**TEXT EXCERPT**
* * *
At last week’s 3D Test Workshop in Anaheim, CA, I had the pleasure of moderating a panel of industry experts, analysts and bloggers, with a topic focused on 3D ICs, Hype vs. Reality? Jan Vardaman (TechSearch International), Herb Reiter (eda2asic) Paul Werbaneth (executive marketing consultant) and Ira Feldman (Feldman Engineering) joined me in the preparation and execution of what turned out to be a very lively discussion, with lots of participation from the attendees. In fact, I never even had to resort to my prepared questions.

Werbaneth established the framework for the discussion by explaining the concept of the hype cycle using the cast of the Big Bang Theory to illustrate his point (really, you had to be there). Essentially, every emerging technology goes through this cycle some make it, some don’t. The figure here explains it best. First there’s a technology trigger; in the case of 3D ICs it was the emergence of TSV technology. It rapidly climbed the curve to reach the “peak of inflated expectations” getting lots of press and attention on the semiconductor conference circuit. (Heck, even today, any topic with 3D ICs, TSVs 3D Packaging, or 2.5D packaging in the title is bound to fill a room). Then, as the expected adoption date was continually pushed out due to a laundry list of technology and logistical challenges (thin wafer handling, design tools, test, supply chain, yields, cost) 3D ICs plunged to the trough of disillusionment, which for some technologies is known as the Chasm of Death – from which there is no return. The technologies that make it through here, as 3D ICs seem to have, then go through the long slow climb known as the “slope of enlightenment” to reach the “plateau of productivity.”
* * *
**DATA EXCERPT**
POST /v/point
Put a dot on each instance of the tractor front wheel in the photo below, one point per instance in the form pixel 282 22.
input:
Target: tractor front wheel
* * *
**PROBLEMS**
1) According to the 3D IC article, why did 3D ICs plunge to the trough of disillusionment? Answer in one to three sentences.
2) Retype the stretch of the 3D IC article from "At last week’s" through "my prepared questions.".
The listing is separate material with no connection to the 3D IC article.

**SOLUTIONS TO EACH TASK**
1) 3D ICs plunged to the trough because their expected adoption date kept being pushed out. The delays came from a long list of technology and logistical challenges, including thin wafer handling, design tools, test, supply chain, yields and cost.

2)
At last week’s 3D Test Workshop in Anaheim, CA, I had the pleasure of moderating a panel of industry experts, analysts and bloggers, with a topic focused on 3D ICs, Hype vs. Reality? Jan Vardaman (TechSearch International), Herb Reiter (eda2asic) Paul Werbaneth (executive marketing consultant) and Ira Feldman (Feldman Engineering) joined me in the preparation and execution of what turned out to be a very lively discussion, with lots of participation from the attendees. In fact, I never even had to resort to my prepared questions.